BRIEF A:
Sum up the RFID post in two sentences.
BRIEF B:
Answer these questions from the RFID post.
(i) What company is Joshua Perrymon with?
(ii) In what book did Gary McGraw and John Viega talk about these things?
(iii) What does the writer call the only source of information found so far?
BRIEF C:
Copy word for word everything in the RFID post from "It turns out" down to "a valid reply.".

EXCERPT:

Ok, so everyone has heard about RFID (pronounced Are Eff Eye Dee by some, "arf-id" by others) by now. We've all used it, guaranteed to five 9's of percentage likelihood. (Don't believe me? Ever bought anything? At Target, Wal-Mart, or almost any other retailer?) Many agencies and corporations use it for their campus access, at least for building perimeters in the form of an ID Badge that let's you in a door when you swipe the badge over a reader.

It turns out that Joshua Perrymon of PacketFocus Security Solutions has confirmed that many RFID vendors are vulnerable to...get this...SQL Injection from a tag that has been encoded with the specifics of the attack. From the Dark Reading article (the only source of info I can find at the moment), neither the badge readers nor the back end systems do any input validation, so a specially crafted data stream from the card can cause the device to receive a valid reply.

Ok, I have a big huge problem with this. SQL Injection? Come on folks. We've been aware of and responding to this threat for several years now. Gary McGraw and John Viega talked about these things six years ago in Building Secure Software. Web scanning companies are building entire products on just this sort of exploit. We preach secure application development all the time. How in the world can our physical security applications be vulnerable to this?

Thanks to Josh for the work into releasing the initial info, and we are all looking forward to further disclosure on the problem, the fix, and how to go about finding and closing similar exploits.

EXCERPTED DATA:
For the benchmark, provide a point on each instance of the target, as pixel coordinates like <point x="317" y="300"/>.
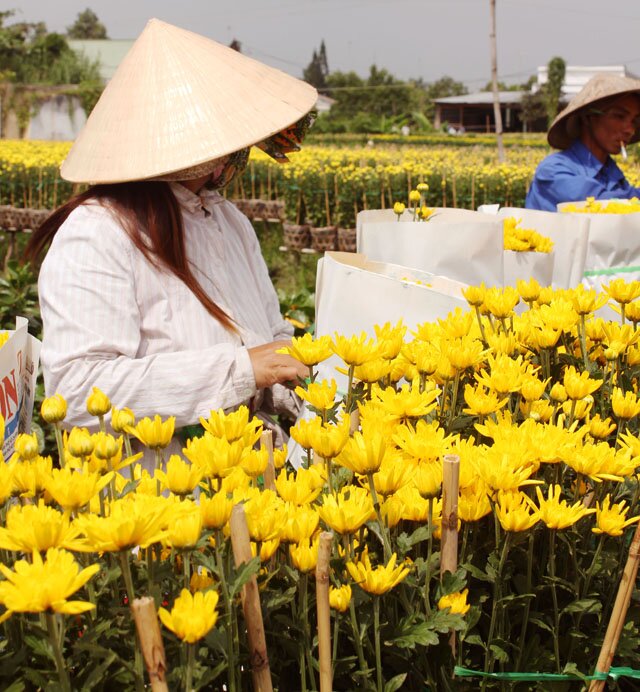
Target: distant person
<point x="601" y="120"/>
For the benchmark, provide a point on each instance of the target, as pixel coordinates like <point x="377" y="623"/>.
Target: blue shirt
<point x="573" y="175"/>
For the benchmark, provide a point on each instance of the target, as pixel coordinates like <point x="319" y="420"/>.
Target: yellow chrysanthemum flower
<point x="377" y="580"/>
<point x="54" y="409"/>
<point x="37" y="528"/>
<point x="307" y="350"/>
<point x="73" y="489"/>
<point x="132" y="521"/>
<point x="192" y="615"/>
<point x="612" y="519"/>
<point x="347" y="511"/>
<point x="156" y="433"/>
<point x="233" y="426"/>
<point x="40" y="586"/>
<point x="515" y="511"/>
<point x="556" y="513"/>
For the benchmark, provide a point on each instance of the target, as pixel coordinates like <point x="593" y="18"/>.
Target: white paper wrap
<point x="19" y="359"/>
<point x="570" y="236"/>
<point x="462" y="245"/>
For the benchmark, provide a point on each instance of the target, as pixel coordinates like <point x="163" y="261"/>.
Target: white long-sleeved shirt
<point x="114" y="321"/>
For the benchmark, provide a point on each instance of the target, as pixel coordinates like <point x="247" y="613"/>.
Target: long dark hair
<point x="151" y="217"/>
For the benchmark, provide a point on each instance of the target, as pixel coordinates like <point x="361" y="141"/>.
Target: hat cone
<point x="177" y="100"/>
<point x="600" y="86"/>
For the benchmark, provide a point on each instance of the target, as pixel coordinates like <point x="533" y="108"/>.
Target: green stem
<point x="497" y="595"/>
<point x="427" y="577"/>
<point x="54" y="639"/>
<point x="186" y="568"/>
<point x="59" y="444"/>
<point x="228" y="613"/>
<point x="376" y="635"/>
<point x="554" y="597"/>
<point x="128" y="580"/>
<point x="191" y="659"/>
<point x="527" y="608"/>
<point x="304" y="622"/>
<point x="357" y="642"/>
<point x="383" y="529"/>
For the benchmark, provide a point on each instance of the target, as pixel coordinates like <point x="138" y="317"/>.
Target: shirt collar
<point x="592" y="164"/>
<point x="194" y="203"/>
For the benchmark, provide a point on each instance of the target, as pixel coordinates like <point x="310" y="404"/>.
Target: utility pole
<point x="497" y="115"/>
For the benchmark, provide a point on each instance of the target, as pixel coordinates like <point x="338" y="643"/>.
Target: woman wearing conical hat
<point x="601" y="120"/>
<point x="154" y="288"/>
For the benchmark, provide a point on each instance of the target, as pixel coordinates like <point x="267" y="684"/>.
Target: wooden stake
<point x="619" y="613"/>
<point x="146" y="619"/>
<point x="266" y="442"/>
<point x="324" y="611"/>
<point x="449" y="540"/>
<point x="258" y="658"/>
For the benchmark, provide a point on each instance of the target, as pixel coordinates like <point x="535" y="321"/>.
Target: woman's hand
<point x="271" y="368"/>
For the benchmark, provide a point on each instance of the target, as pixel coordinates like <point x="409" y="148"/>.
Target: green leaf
<point x="541" y="624"/>
<point x="584" y="605"/>
<point x="40" y="646"/>
<point x="475" y="640"/>
<point x="395" y="683"/>
<point x="499" y="653"/>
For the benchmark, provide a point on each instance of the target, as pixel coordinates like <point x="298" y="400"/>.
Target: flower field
<point x="322" y="185"/>
<point x="536" y="409"/>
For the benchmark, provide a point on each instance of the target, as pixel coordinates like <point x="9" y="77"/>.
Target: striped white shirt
<point x="114" y="321"/>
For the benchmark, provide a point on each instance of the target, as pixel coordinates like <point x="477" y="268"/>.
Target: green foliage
<point x="87" y="25"/>
<point x="29" y="54"/>
<point x="553" y="88"/>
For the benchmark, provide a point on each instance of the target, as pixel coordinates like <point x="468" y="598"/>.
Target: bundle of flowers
<point x="524" y="239"/>
<point x="540" y="408"/>
<point x="613" y="206"/>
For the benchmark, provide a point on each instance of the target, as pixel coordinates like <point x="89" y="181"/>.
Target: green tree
<point x="441" y="88"/>
<point x="317" y="71"/>
<point x="552" y="90"/>
<point x="87" y="25"/>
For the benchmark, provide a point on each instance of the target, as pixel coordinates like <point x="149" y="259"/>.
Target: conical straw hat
<point x="601" y="86"/>
<point x="177" y="100"/>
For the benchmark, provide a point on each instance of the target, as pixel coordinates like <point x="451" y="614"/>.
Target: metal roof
<point x="482" y="98"/>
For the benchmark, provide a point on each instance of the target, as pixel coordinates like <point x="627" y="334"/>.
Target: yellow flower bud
<point x="98" y="403"/>
<point x="53" y="409"/>
<point x="121" y="418"/>
<point x="26" y="446"/>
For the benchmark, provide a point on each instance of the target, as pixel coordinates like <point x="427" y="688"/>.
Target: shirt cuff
<point x="244" y="379"/>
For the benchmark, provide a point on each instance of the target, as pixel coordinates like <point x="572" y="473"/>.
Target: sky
<point x="411" y="38"/>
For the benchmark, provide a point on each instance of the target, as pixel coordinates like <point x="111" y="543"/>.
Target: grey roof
<point x="482" y="98"/>
<point x="108" y="52"/>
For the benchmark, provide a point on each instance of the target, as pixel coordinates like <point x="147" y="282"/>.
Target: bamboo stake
<point x="146" y="619"/>
<point x="266" y="442"/>
<point x="449" y="541"/>
<point x="619" y="613"/>
<point x="324" y="610"/>
<point x="258" y="657"/>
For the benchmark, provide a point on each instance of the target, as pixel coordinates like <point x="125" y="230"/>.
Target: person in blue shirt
<point x="601" y="120"/>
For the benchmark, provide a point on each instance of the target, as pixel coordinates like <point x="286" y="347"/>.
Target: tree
<point x="552" y="90"/>
<point x="87" y="25"/>
<point x="317" y="71"/>
<point x="497" y="114"/>
<point x="441" y="88"/>
<point x="533" y="109"/>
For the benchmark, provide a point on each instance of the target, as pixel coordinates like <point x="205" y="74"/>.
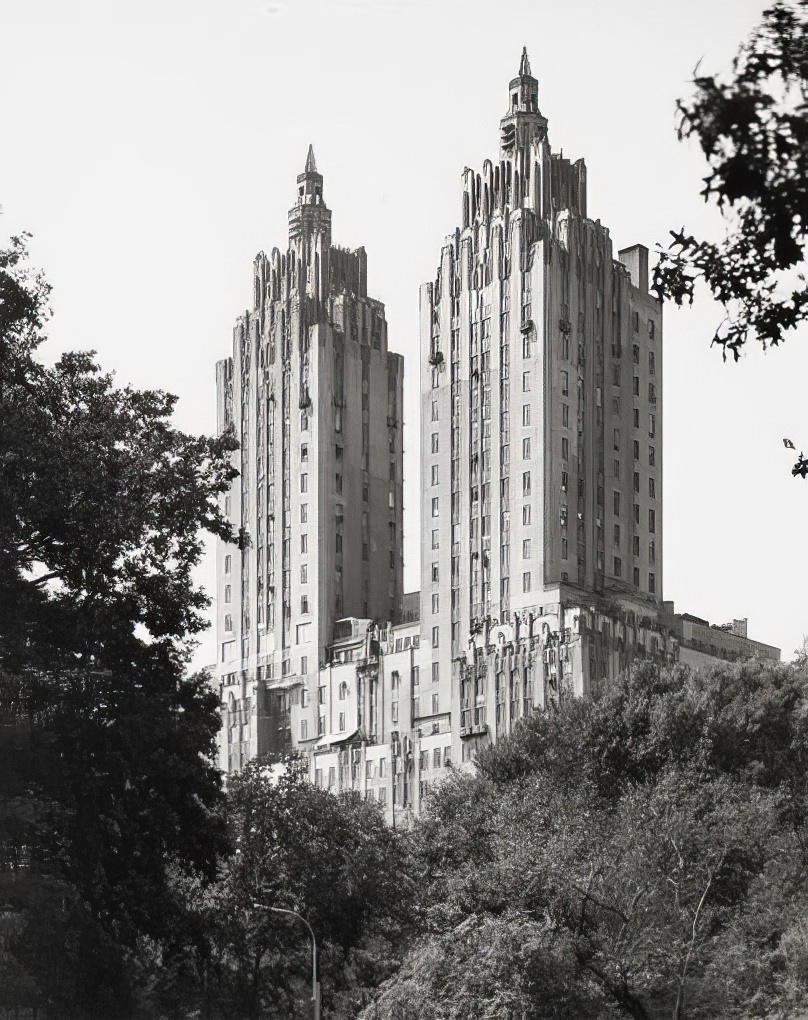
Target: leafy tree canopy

WRITTEN ANSWER A:
RFID is in wide use, including ID badges that open building doors, and Joshua Perrymon of PacketFocus Security Solutions has confirmed that many RFID vendors are open to SQL injection from a tag encoded with the attack, because neither the badge readers nor the back-end systems validate input. The writer finds this hard to accept, since the threat has been known and addressed for years, and looks forward to further disclosure on the problem, the fix, and how to find and close similar exploits.

WRITTEN ANSWER B:
(i) PacketFocus Security Solutions
(ii) Building Secure Software
(iii) The Dark Reading article

WRITTEN ANSWER C:
It turns out that Joshua Perrymon of PacketFocus Security Solutions has confirmed that many RFID vendors are vulnerable to...get this...SQL Injection from a tag that has been encoded with the specifics of the attack. From the Dark Reading article (the only source of info I can find at the moment), neither the badge readers nor the back end systems do any input validation, so a specially crafted data stream from the card can cause the device to receive a valid reply.